RECORDS SUPPLIED:
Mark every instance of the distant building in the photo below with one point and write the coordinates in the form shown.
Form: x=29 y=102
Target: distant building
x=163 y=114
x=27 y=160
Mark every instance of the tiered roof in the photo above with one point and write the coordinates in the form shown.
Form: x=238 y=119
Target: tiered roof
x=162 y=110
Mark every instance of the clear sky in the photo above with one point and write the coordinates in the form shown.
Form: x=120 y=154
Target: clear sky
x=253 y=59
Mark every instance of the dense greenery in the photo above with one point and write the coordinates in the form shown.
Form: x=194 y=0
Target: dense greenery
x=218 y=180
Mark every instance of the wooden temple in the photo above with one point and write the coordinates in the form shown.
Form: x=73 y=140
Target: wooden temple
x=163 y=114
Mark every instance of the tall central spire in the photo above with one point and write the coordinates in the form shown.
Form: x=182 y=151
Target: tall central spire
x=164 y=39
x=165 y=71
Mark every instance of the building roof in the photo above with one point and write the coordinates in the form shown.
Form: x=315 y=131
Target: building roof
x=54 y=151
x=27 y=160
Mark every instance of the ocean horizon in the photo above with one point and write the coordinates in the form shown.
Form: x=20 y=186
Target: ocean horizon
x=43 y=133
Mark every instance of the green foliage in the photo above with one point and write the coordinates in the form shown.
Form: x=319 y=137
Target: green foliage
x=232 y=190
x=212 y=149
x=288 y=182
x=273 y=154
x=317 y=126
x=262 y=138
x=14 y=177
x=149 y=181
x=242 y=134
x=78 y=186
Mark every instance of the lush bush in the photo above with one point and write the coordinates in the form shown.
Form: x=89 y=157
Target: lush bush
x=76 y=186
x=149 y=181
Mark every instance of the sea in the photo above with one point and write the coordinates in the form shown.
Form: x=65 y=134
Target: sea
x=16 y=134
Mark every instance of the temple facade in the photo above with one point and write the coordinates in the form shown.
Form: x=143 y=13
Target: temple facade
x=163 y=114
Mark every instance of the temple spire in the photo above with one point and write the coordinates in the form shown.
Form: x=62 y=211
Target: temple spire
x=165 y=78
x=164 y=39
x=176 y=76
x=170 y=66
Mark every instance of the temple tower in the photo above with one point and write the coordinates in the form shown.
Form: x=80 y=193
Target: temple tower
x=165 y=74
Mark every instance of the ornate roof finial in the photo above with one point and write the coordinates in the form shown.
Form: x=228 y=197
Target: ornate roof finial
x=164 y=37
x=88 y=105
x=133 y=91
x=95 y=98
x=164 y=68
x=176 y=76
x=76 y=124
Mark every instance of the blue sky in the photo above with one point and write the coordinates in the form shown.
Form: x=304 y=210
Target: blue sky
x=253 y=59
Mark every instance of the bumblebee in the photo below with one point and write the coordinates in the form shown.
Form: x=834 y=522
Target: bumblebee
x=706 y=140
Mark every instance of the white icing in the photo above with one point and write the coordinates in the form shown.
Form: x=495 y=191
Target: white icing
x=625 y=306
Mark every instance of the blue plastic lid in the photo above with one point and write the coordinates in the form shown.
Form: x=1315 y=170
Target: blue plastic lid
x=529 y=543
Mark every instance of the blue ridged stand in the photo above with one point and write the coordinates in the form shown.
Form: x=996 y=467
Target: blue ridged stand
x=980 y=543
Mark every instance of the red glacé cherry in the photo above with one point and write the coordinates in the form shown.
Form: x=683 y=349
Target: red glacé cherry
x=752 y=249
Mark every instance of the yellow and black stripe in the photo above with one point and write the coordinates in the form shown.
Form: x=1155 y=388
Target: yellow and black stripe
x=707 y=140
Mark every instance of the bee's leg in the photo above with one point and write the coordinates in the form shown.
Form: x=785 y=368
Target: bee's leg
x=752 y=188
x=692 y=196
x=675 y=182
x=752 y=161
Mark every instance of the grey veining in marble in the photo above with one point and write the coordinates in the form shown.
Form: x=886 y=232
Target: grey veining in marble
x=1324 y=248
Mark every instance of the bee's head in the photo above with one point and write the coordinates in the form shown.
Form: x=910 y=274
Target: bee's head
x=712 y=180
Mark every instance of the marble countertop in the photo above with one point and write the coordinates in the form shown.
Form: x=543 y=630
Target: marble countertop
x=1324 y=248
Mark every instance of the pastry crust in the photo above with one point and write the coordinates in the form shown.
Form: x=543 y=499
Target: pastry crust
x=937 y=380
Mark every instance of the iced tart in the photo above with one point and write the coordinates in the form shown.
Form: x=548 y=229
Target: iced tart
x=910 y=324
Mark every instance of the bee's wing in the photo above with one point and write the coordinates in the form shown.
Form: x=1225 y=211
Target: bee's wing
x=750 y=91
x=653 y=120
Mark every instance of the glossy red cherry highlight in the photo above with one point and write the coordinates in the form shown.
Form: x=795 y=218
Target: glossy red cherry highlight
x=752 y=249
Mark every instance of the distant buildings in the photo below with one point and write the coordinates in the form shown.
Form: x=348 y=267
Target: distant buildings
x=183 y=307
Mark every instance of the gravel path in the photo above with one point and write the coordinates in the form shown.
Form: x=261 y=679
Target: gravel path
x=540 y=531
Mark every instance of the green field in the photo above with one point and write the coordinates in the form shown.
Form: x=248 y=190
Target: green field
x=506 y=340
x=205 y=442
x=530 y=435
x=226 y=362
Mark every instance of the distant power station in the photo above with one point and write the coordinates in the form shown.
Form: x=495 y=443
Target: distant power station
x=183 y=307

GOAL:
Rewrite all the items above, replacing every "one point" with "a single point" and leaving everything else as it is.

EXERCISE OUTPUT:
Mark every instance of the distant building in the photo below with a single point and write the coordinates in the form shown.
Form: x=29 y=102
Target: distant building
x=163 y=114
x=27 y=160
Mark every instance of the tiered roof in the photo above with a single point and write the coordinates in the form shown.
Form: x=238 y=119
Target: tiered roof
x=162 y=110
Mark every instance of the clear sky in the photo above with a single point and write the coordinates in the form shown.
Form: x=120 y=154
Target: clear sky
x=253 y=59
Mark every instance of the dense greenery in the photo above with a single point and write the coordinates in the form shown.
Form: x=194 y=0
Target: dense greenery
x=218 y=180
Mark every instance of the wooden temple in the photo above with a single point and write the coordinates in the form shown.
Form: x=73 y=140
Target: wooden temple
x=163 y=114
Mark every instance of the tall central spire in the photo above with a single point and write the coordinates in the form shown.
Form: x=182 y=151
Target: tall central spire
x=164 y=39
x=165 y=71
Mark every instance of the building roof in the photo above with a single point and write the coordinates in the form shown.
Form: x=315 y=131
Target: building roof
x=54 y=151
x=27 y=160
Mark every instance of the ocean horizon in the photo above with a single point and write the coordinates in the form shown.
Form: x=20 y=186
Target: ocean horizon
x=43 y=133
Mark every instance of the green foliage in the photo above with a single point and write the coordinates in the form shown.
Form: x=319 y=137
Target: green foliage
x=232 y=190
x=212 y=149
x=288 y=182
x=273 y=154
x=317 y=126
x=262 y=138
x=14 y=177
x=149 y=181
x=242 y=134
x=78 y=186
Mark every instance of the lush bush in the photo above with a single point and write the coordinates in the form shown.
Form: x=89 y=157
Target: lush bush
x=76 y=186
x=149 y=181
Mark every instance of the sea in the photo above with a single point and write the coordinates in the form shown.
Form: x=65 y=134
Target: sea
x=16 y=134
Mark every instance of the temple facade in the photo above with a single point and write the coordinates in the form shown.
Form: x=143 y=13
Target: temple facade
x=163 y=114
Mark every instance of the temple spire in the photo above with a single point and write the coordinates in the form shown.
Form: x=62 y=211
Target: temple spire
x=165 y=78
x=164 y=39
x=176 y=76
x=170 y=66
Mark every instance of the temple tower in the photo above with a single point and write the coordinates in the form shown.
Form: x=80 y=193
Target: temple tower
x=165 y=74
Mark every instance of the ornate roof finial in the photo above with a single point and write the coordinates in the form shown.
Form: x=228 y=197
Target: ornate roof finial
x=164 y=37
x=88 y=105
x=133 y=91
x=95 y=98
x=164 y=68
x=176 y=76
x=76 y=124
Mark every instance of the blue sky in the photo above with a single point and write the coordinates in the form shown.
Form: x=304 y=210
Target: blue sky
x=253 y=59
Mark every instance of the bumblebee in the photo below with a single point and write the coordinates in the form shown.
Form: x=834 y=522
Target: bumblebee
x=706 y=140
Mark every instance of the white icing in the photo above with a single point and write the coordinates in the form shown.
Form: x=495 y=191
Target: white icing
x=625 y=306
Mark every instance of the blue plastic lid in the photo above with a single point and write the coordinates in the form shown.
Form: x=1315 y=170
Target: blue plastic lid
x=529 y=543
Mark every instance of the blue ridged stand in the photo above with a single point and write the coordinates in the form shown.
Form: x=996 y=467
Target: blue ridged stand
x=980 y=543
Mark every instance of the red glacé cherry in the photo above with a single point and write the coordinates in the form shown.
Form: x=683 y=349
Target: red glacé cherry
x=752 y=249
Mark every instance of the yellow and black stripe in the photo above with a single point and write the coordinates in the form shown.
Form: x=1155 y=388
Target: yellow and black stripe
x=707 y=140
Mark every instance of the bee's leg in the photo above with a single point and write the coordinates in the form shown.
Form: x=785 y=368
Target: bee's leg
x=752 y=188
x=692 y=196
x=675 y=182
x=752 y=161
Mark every instance of the grey veining in marble in the photo above with a single point and write the coordinates in the form shown.
Form: x=886 y=232
Target: grey veining in marble
x=1324 y=248
Mark every instance of the bee's head in the photo above with a single point and write the coordinates in the form shown.
Form: x=910 y=274
Target: bee's head
x=712 y=180
Mark every instance of the marble countertop in the photo above with a single point and write the coordinates in the form shown.
Form: x=543 y=630
Target: marble countertop
x=1324 y=248
Mark every instance of the pastry crust in the photo above with a single point and write the coordinates in the form shown.
Form: x=543 y=499
Target: pastry crust
x=937 y=380
Mark every instance of the iced tart in the photo above with a single point and write the coordinates in the form shown.
Form: x=548 y=229
Target: iced tart
x=910 y=324
Mark every instance of the bee's wing in the photo above with a single point and write the coordinates in the form shown.
Form: x=1225 y=211
Target: bee's wing
x=750 y=91
x=653 y=120
Mark every instance of the glossy red cherry highlight in the photo above with a single point and write the coordinates in the form shown.
Form: x=795 y=218
Target: glossy red cherry highlight
x=752 y=249
Mark every instance of the distant buildings in the photo below with a single point and write the coordinates in the form shown.
Form: x=348 y=267
Target: distant buildings
x=183 y=307
Mark every instance of the gravel path in the photo above with a single point and write the coordinates in the form shown.
Form: x=261 y=679
Target: gravel path
x=540 y=531
Mark every instance of the green field in the photo above with a single point and write the coordinates in the form shown.
Form: x=248 y=190
Target: green field
x=506 y=340
x=205 y=442
x=530 y=435
x=226 y=362
Mark every instance of the distant power station in the photo above with a single point and write the coordinates in the form shown.
Form: x=495 y=443
Target: distant power station
x=183 y=307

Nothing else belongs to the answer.